Task brief:
Your answer should consist of the lines below that hold the word "pancakes".

-- Records for this exercise follows --

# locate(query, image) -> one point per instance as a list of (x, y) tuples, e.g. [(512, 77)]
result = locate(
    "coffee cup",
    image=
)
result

-- Records for this exercise concluded --
-- Records for this exercise follows --

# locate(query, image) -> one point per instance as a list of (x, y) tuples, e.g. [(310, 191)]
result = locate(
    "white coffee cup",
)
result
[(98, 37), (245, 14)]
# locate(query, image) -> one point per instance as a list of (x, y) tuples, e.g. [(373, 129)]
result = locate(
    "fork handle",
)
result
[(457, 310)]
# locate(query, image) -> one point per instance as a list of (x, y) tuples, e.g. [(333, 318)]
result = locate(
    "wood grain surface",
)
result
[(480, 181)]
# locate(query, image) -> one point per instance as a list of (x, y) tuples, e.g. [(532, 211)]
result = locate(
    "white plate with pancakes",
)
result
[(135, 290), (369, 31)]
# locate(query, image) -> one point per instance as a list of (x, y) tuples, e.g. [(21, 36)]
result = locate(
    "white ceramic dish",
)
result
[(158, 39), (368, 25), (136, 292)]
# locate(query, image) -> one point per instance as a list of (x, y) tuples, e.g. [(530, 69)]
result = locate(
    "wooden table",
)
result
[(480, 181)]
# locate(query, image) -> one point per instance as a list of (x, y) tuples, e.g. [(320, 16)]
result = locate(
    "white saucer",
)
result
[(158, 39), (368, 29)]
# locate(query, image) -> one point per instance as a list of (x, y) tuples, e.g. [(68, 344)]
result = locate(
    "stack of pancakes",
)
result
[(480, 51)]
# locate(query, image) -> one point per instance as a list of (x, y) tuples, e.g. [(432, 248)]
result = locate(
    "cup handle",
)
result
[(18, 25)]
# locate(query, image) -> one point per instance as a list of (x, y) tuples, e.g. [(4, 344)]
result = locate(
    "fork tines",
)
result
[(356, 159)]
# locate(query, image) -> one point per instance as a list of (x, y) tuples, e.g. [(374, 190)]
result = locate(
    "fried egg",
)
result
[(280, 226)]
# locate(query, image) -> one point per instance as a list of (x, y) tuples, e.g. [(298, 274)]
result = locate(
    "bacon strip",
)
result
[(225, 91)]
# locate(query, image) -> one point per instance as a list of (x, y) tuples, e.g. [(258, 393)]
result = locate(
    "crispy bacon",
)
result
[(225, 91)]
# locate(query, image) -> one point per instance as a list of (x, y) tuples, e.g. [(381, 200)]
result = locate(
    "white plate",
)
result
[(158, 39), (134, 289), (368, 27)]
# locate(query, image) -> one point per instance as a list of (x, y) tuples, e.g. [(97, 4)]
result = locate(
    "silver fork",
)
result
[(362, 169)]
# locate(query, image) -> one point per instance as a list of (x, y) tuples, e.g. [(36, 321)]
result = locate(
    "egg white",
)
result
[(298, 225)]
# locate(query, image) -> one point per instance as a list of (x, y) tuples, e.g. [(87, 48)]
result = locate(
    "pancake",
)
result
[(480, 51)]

-- Records for this exercise concluded --

Response below:
    "white plate with pancakes",
    "stack of pancakes",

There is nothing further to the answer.